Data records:

begin

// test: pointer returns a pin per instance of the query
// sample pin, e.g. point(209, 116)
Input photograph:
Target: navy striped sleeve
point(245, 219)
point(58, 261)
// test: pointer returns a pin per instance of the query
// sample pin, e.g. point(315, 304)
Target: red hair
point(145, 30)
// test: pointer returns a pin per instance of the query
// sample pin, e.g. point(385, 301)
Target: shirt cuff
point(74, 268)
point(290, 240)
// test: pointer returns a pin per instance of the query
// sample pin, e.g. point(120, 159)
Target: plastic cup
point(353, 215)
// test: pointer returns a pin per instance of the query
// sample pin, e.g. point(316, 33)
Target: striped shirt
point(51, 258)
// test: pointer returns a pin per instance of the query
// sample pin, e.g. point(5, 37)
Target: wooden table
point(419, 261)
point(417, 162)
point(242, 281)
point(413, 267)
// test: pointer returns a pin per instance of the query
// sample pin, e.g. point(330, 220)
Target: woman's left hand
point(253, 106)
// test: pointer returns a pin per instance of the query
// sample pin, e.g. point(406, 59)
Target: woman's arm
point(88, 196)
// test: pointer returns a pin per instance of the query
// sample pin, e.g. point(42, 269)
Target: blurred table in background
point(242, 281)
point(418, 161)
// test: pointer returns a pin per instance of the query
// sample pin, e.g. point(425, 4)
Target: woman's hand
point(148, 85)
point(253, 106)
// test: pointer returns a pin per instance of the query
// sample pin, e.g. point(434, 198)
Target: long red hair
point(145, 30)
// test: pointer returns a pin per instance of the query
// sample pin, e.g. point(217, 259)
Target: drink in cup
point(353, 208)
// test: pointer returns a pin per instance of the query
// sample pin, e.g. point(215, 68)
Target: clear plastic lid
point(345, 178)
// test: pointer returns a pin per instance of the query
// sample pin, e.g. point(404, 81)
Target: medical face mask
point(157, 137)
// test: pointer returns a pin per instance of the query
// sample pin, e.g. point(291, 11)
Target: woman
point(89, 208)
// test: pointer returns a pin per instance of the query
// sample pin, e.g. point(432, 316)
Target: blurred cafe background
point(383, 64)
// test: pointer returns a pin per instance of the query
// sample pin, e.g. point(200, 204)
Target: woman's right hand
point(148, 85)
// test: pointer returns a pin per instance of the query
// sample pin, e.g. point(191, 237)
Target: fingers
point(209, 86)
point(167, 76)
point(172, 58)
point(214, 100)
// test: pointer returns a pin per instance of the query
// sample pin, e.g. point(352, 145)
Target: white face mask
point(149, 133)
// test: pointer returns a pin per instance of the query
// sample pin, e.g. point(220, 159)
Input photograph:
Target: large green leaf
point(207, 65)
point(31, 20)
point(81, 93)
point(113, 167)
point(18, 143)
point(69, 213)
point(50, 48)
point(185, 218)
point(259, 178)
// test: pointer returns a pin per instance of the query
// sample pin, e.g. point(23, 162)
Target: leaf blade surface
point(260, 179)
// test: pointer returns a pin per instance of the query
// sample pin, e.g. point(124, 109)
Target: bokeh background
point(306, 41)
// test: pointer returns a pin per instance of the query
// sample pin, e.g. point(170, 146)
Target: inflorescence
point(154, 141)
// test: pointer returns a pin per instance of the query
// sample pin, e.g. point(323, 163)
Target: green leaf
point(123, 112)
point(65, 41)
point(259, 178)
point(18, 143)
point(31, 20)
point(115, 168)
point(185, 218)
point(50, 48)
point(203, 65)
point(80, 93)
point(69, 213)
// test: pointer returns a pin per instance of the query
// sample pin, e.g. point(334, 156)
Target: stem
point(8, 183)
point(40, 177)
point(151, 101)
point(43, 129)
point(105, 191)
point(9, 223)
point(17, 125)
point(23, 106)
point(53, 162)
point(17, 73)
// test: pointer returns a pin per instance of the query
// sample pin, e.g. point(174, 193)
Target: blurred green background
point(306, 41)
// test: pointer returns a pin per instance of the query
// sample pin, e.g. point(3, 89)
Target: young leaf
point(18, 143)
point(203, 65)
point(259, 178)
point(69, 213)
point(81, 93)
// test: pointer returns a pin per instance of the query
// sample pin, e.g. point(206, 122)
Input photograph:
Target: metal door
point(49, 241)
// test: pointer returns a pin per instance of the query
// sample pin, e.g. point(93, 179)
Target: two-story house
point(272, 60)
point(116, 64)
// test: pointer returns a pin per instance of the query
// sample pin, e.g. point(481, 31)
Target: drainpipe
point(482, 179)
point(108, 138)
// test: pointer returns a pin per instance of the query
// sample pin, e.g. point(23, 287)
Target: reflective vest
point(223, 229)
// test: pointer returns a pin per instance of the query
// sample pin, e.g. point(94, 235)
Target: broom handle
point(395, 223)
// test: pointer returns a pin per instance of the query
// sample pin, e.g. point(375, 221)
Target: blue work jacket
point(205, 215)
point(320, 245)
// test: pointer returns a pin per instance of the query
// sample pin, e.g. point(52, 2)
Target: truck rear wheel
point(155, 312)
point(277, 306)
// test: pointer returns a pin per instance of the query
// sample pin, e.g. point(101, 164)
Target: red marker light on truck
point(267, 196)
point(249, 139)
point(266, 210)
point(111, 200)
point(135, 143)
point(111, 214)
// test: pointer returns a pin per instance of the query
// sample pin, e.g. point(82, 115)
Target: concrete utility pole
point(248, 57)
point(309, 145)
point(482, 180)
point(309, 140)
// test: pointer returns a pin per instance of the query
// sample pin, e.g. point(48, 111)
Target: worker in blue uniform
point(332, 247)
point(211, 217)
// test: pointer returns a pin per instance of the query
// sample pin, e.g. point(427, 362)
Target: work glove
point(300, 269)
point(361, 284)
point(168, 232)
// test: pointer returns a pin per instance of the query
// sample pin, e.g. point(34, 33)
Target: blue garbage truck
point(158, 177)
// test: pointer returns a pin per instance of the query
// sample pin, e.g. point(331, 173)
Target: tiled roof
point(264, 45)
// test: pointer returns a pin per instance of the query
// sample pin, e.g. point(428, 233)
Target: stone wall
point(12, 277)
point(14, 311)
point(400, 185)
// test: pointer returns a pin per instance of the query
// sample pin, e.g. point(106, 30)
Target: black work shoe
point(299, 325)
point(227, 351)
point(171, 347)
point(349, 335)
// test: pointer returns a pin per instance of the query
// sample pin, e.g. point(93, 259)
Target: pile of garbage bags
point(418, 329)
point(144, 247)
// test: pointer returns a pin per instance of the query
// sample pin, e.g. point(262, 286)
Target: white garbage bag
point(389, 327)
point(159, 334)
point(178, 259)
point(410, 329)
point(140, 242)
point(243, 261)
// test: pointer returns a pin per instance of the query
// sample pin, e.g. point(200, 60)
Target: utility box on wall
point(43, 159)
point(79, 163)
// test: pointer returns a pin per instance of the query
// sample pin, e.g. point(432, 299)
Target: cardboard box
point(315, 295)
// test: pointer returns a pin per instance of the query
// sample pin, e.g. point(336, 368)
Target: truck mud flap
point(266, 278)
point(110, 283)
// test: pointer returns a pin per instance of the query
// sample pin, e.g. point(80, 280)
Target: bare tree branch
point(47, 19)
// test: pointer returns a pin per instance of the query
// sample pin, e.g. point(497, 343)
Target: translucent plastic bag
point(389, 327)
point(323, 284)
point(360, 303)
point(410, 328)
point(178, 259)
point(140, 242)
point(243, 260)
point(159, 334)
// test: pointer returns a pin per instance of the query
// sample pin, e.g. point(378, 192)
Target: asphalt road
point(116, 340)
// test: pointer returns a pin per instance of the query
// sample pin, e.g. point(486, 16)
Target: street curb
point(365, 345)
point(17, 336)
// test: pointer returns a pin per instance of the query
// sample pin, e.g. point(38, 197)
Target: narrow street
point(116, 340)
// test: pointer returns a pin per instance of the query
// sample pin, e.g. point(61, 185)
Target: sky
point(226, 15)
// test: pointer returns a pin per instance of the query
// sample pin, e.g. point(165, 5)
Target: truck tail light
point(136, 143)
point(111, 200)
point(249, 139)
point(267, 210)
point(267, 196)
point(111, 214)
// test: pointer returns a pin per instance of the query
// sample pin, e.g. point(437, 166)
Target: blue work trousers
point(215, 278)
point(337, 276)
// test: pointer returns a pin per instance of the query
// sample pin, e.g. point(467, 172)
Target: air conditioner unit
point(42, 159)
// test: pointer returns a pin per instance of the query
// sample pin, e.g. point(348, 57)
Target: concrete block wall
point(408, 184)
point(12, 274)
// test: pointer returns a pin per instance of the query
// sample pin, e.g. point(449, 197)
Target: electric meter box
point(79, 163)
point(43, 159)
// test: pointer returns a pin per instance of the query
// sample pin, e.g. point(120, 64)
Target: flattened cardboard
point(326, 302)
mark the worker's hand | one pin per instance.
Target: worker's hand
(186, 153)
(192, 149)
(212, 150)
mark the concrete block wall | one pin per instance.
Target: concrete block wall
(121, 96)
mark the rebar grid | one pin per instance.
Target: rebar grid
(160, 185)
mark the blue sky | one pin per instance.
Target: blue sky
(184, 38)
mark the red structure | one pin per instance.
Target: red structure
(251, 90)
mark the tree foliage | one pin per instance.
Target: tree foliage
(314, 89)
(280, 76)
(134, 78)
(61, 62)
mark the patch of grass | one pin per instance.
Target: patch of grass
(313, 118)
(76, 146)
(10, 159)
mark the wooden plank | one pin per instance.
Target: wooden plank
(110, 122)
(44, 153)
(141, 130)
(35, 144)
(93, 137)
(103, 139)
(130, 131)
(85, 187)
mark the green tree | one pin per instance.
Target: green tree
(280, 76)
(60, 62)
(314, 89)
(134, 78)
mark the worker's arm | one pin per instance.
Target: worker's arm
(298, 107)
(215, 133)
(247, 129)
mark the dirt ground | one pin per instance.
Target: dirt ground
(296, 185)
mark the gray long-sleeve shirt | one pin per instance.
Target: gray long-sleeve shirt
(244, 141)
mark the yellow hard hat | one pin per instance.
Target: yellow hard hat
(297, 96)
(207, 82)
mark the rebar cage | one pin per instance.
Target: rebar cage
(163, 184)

end

* _PROBLEM TO WORK ON_
Transcribe, word for word, every line from the one containing "mark the worker's hand" through the final line of the entries, and nothing else.

* _EXERCISE RESPONSE_
mark the worker's hand | one pin per instance.
Target: worker's hand
(186, 153)
(192, 149)
(212, 150)
mark the concrete block wall | one pin per instance.
Target: concrete block wall
(121, 96)
mark the rebar grid | one pin per instance.
Target: rebar grid
(160, 185)
mark the blue sky | one pin per instance.
Target: blue sky
(184, 38)
mark the red structure | one pin per instance.
Target: red structure
(251, 90)
mark the tree foliage | one pin per instance.
Target: tree foliage
(314, 89)
(280, 76)
(134, 78)
(61, 62)
mark the patch of grass | one pin per instance.
Target: patch of grass
(313, 118)
(76, 146)
(10, 159)
mark the wooden plank | one pin per instance.
Target: wooden plank
(110, 122)
(44, 153)
(141, 130)
(35, 144)
(93, 137)
(103, 139)
(130, 131)
(85, 187)
mark the green tree | one pin per instance.
Target: green tree
(280, 76)
(60, 62)
(314, 89)
(134, 78)
mark the worker's arm | one pin per instance.
Target: worker's arm
(298, 107)
(215, 133)
(247, 129)
mark the dirt ground | one pin per instance.
Target: dirt ground
(296, 185)
mark the gray long-sleeve shirt | one pin per instance.
Target: gray long-sleeve shirt
(244, 141)
mark the yellow hard hat | one pin per instance.
Target: yellow hard hat
(297, 96)
(207, 82)
mark the rebar cage | one pin per instance.
Target: rebar cage
(163, 184)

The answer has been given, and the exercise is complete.